**GIVEN REQUEST:** Reproduce every line of the listing below, requests included, but shift each pixel coordinate in the answers by adding 63 to it. Omit the pictures from your reply.

---- RECORDS SUPPLIED

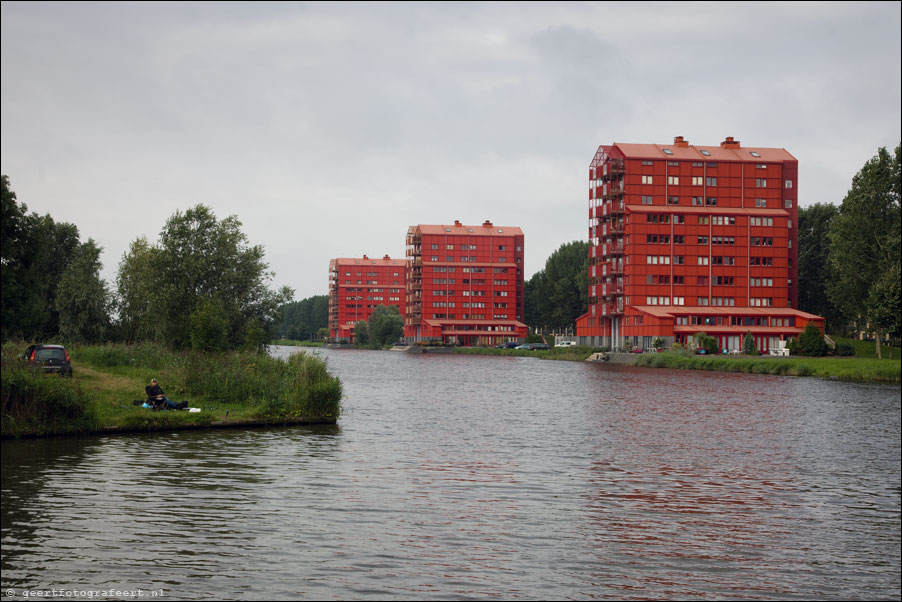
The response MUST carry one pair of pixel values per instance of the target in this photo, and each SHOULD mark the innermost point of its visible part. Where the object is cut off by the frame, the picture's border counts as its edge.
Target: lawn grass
(840, 368)
(576, 354)
(867, 349)
(296, 343)
(234, 388)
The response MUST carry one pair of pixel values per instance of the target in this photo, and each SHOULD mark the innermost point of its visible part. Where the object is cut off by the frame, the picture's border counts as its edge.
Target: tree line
(201, 285)
(849, 256)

--------

**FULL OUTPUT:**
The response MUST carry one pair of pixel values per instance of the target in this photo, and each SHOULD mark the innermost point of its visible part. Where the object is cut off by the frame, the picture's border counts as its edge.
Target: lawn grass
(903, 431)
(639, 417)
(930, 412)
(359, 406)
(297, 451)
The response MUST carry one pair of pixel values per instance of the target in this photo, and each SHOULD mark the innermost point of its visible part. Where the object is cut off by the frame, the picture's border counts as its edge.
Target: tree line
(264, 348)
(912, 319)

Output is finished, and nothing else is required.